Motor neurons and nerve cells in the brain and spinal cord control muscular movement in the human body—when these are destroyed, ALS patients become disabled. Oftentimes, their eyes are the only part of the body that are not paralyzed. This leads them to become less able or unable to participate in everyday activities. Among these many activities is communication. Speech-language pathologists can maximize communication function to a certain degree, depending on the progression of the disease. A decline in interaction ability is inevitable as muscle function degenerates. However, new technology makes communication possible and effective for patients.
“Eyegaze Edge empowers users to communicate and interact with the world, despite their disabilities. Not only can they hold conversations by typing messages or selecting pre-programmed phrases, they can also attend school, surf the Internet, and participate in social media using their eye movements.”
Eyegaze Edge enables users to accomplish many tasks, which include some of the following:
- Remotely operate lights and appliances
- Control televisions and stereos
- Surf the web
- Send emails
- Wirelessly control a PC or Mac (using on-screen keyboard and mouse)

(Data entries)
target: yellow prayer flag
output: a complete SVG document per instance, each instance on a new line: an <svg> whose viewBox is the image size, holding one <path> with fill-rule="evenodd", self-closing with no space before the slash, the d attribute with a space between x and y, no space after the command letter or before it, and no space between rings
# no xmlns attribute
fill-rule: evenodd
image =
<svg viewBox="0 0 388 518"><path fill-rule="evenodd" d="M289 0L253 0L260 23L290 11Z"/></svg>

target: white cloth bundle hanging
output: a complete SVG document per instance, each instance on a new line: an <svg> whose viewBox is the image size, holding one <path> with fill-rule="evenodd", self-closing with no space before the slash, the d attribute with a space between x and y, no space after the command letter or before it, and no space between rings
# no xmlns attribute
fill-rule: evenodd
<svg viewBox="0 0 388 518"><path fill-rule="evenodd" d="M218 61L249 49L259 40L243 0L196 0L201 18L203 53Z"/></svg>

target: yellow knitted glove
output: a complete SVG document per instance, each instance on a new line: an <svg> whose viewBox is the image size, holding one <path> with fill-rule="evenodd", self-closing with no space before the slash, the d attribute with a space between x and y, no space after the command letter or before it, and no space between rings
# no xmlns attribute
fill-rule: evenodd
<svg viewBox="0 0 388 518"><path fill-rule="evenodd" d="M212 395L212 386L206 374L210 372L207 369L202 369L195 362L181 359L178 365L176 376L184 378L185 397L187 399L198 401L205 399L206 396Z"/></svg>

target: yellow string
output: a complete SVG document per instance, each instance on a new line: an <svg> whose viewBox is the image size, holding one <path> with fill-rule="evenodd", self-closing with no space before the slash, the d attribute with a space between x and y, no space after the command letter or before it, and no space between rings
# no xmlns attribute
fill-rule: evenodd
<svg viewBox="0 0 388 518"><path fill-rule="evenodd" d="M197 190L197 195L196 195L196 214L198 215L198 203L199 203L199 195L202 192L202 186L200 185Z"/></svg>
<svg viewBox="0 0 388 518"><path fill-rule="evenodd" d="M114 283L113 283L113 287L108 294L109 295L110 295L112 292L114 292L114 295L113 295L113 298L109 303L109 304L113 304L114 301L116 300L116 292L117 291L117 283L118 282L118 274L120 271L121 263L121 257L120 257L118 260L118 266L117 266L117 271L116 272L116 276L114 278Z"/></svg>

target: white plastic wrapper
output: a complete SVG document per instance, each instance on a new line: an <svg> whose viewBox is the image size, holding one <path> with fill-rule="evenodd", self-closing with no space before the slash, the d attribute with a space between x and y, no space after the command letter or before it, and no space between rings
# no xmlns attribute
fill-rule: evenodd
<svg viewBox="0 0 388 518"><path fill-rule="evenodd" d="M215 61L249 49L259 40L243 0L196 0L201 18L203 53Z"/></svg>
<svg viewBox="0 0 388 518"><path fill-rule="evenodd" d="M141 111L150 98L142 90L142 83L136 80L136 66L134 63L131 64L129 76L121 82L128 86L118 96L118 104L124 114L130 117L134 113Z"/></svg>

Parts of the exercise:
1/ In the passage on ALS and Eyegaze Edge, which part of the body is often the only part not paralyzed in ALS patients?
2/ Using the ALS passage, explain in one to three sentences why ALS patients become disabled.
3/ Carry on the passage about ALS and Eyegaze Edge from its last line.

Your written answers:
1/ Their eyes.

2/ Motor neurons and nerve cells in the brain and spinal cord control muscular movement in the body. ALS destroys these cells, so patients become disabled.

3/
- Store and play music
- Organize and view photos and home movies
- Read books (Kindle)
- Watch YouTube videos
- Use word processor
- Update Facebook profile and feed
The device can even be personalized to change gaze duration, phrases, appliance labels, and create custom communication screens to accommodate limited eye movement.
Cathy Manner, another ALS patient, uses this innovative eye tracking technology, which uses implanted electrodes to read her brain signals as she imagines her fingers moving across the keyboard. This equipment “can convert typing to spoken words, is giving people their voices back, enabling some to work full time, go to school, surf the Internet, listen to music and bond with family and friends.”